> [Enunciado]: Atualize todas as entradas abaixo, trocando "in this form" por "in this format" e mantendo todo o resto inalterado. Não inclua as imagens na resposta.

> [Entradas do conjunto]:

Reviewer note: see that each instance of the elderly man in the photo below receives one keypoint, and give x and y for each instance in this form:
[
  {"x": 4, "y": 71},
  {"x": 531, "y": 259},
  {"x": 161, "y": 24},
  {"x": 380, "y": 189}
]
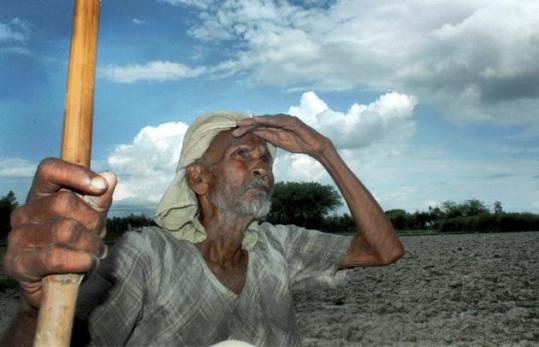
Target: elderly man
[{"x": 209, "y": 272}]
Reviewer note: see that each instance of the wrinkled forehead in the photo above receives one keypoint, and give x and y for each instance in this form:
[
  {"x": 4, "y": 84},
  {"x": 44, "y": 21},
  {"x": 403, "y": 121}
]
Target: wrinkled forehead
[{"x": 225, "y": 141}]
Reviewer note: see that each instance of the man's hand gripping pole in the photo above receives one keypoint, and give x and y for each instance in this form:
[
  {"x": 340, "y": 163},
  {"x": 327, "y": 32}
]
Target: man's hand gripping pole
[{"x": 57, "y": 308}]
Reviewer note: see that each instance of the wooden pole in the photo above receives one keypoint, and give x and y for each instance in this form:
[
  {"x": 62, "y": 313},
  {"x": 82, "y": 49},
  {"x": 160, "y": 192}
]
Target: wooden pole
[{"x": 57, "y": 309}]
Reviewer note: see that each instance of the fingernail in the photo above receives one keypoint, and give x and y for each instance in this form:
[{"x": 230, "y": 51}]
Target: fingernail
[
  {"x": 104, "y": 253},
  {"x": 98, "y": 183}
]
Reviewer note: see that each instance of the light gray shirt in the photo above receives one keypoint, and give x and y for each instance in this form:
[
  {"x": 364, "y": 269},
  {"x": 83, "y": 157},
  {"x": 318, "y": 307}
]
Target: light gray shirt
[{"x": 157, "y": 290}]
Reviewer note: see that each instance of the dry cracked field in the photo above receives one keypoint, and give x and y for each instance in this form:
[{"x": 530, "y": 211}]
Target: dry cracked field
[
  {"x": 457, "y": 290},
  {"x": 464, "y": 290}
]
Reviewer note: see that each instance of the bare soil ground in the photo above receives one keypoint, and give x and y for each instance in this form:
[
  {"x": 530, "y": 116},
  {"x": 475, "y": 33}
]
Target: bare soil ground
[
  {"x": 463, "y": 290},
  {"x": 448, "y": 290}
]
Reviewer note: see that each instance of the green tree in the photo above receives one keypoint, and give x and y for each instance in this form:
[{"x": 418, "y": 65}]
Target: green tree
[
  {"x": 498, "y": 207},
  {"x": 473, "y": 207},
  {"x": 303, "y": 203},
  {"x": 7, "y": 204}
]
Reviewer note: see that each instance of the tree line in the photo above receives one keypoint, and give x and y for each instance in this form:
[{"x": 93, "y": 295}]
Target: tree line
[{"x": 314, "y": 205}]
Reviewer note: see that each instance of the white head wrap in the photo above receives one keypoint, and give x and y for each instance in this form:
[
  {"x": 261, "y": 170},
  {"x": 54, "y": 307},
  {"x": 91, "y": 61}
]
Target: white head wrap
[{"x": 177, "y": 211}]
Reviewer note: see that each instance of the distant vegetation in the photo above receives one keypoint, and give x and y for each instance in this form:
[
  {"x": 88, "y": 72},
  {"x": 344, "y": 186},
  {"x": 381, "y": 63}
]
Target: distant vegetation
[{"x": 313, "y": 205}]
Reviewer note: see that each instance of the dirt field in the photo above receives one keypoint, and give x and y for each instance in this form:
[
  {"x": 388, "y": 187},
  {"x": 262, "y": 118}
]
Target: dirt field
[
  {"x": 464, "y": 290},
  {"x": 458, "y": 290}
]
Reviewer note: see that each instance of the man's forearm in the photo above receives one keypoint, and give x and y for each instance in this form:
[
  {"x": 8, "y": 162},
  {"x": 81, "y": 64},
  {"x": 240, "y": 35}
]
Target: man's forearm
[
  {"x": 23, "y": 329},
  {"x": 376, "y": 242}
]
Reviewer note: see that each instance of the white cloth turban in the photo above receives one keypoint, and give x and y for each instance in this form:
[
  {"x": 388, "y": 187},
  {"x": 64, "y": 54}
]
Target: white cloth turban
[{"x": 177, "y": 211}]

> [Resposta correta]:
Reviewer note: see that each instance of the elderly man in the photo below receives one keypoint, and give x and y for each instance in this format:
[
  {"x": 4, "y": 71},
  {"x": 531, "y": 259},
  {"x": 161, "y": 24},
  {"x": 380, "y": 189}
]
Target: elderly man
[{"x": 209, "y": 272}]
Reviewer note: see that each instance of the wrinkled forehead in the photo above receives one keypoint, and give x and y for each instance in this format:
[
  {"x": 4, "y": 84},
  {"x": 44, "y": 21},
  {"x": 403, "y": 121}
]
Target: wrinkled forehead
[{"x": 225, "y": 141}]
Reviewer note: see that each instance of the man's hand gripping pole in the photo above receives one keypoint, and give x and y for each instance in this format:
[
  {"x": 340, "y": 163},
  {"x": 327, "y": 32}
]
Target: man's hand gripping pole
[{"x": 57, "y": 308}]
Reviewer note: see that each instance of the wooden pole in the photo above receives one keypoint, and give x and y for each instance in this format:
[
  {"x": 62, "y": 313},
  {"x": 82, "y": 49},
  {"x": 160, "y": 192}
]
Target: wooden pole
[{"x": 57, "y": 309}]
Reviewer note: see that each instance of the fingernail in the photo above receives one keypoint, and give x and y for each instance in this format:
[{"x": 230, "y": 51}]
Target: fingernail
[
  {"x": 104, "y": 253},
  {"x": 98, "y": 183}
]
Reviewer note: see that each instance of the light gray shirt in the photo above receives one keypoint, and give x and y for each instance in this format:
[
  {"x": 364, "y": 269},
  {"x": 83, "y": 157},
  {"x": 318, "y": 307}
]
Target: light gray shirt
[{"x": 157, "y": 290}]
Reviewer note: see that each instance of the dry cracked field in the photo above receives one keypoint, and give x and y for each instance in this format:
[{"x": 530, "y": 211}]
Target: dry cracked field
[
  {"x": 457, "y": 290},
  {"x": 464, "y": 290}
]
Reviewer note: see that each instance of the bare soil ground in the photo above receives one keypoint, and give x and y for each instance in this format:
[
  {"x": 530, "y": 116},
  {"x": 475, "y": 33}
]
Target: bare soil ground
[
  {"x": 463, "y": 290},
  {"x": 448, "y": 290}
]
Reviewer note: see that each instance of the green tree in the photo above receives one keypoint, and give x and y for each instance in this format:
[{"x": 418, "y": 65}]
Target: green tree
[
  {"x": 498, "y": 207},
  {"x": 473, "y": 207},
  {"x": 303, "y": 203},
  {"x": 7, "y": 204}
]
Reviewer note: see that each instance of the tree line in the photo above receives one keypoint, and give x and y for each instance in this format:
[{"x": 93, "y": 295}]
Target: tree line
[{"x": 314, "y": 205}]
Reviewer note: see that each instance of the white head wrap in the photo above receives one keypoint, and give x and y for each instance in this format:
[
  {"x": 261, "y": 170},
  {"x": 54, "y": 307},
  {"x": 91, "y": 61}
]
Target: white head wrap
[{"x": 177, "y": 211}]
Reviewer note: see that each instance of the distant vegetation in the photo above receives one keypoint, and give x and y for each instance in this format:
[
  {"x": 88, "y": 72},
  {"x": 344, "y": 186},
  {"x": 381, "y": 63}
]
Target: distant vegetation
[{"x": 313, "y": 205}]
Reviewer note: see that each instance of the dirt field in the photo above receives one keypoint, and give x and y for each instance in this format:
[
  {"x": 388, "y": 187},
  {"x": 262, "y": 118}
]
Target: dirt field
[
  {"x": 464, "y": 290},
  {"x": 458, "y": 290}
]
Reviewer note: see that each instance of the man's forearm in the photo above receives one keypoint, and give x and y for each instance in this format:
[
  {"x": 8, "y": 162},
  {"x": 81, "y": 64},
  {"x": 240, "y": 35}
]
Target: man's forearm
[
  {"x": 23, "y": 329},
  {"x": 376, "y": 242}
]
Reviewer note: see that each instance of the white cloth turban in the photo above receives one keypoint, and give x and y for each instance in this format:
[
  {"x": 388, "y": 187},
  {"x": 64, "y": 54}
]
Target: white cloth turban
[{"x": 177, "y": 211}]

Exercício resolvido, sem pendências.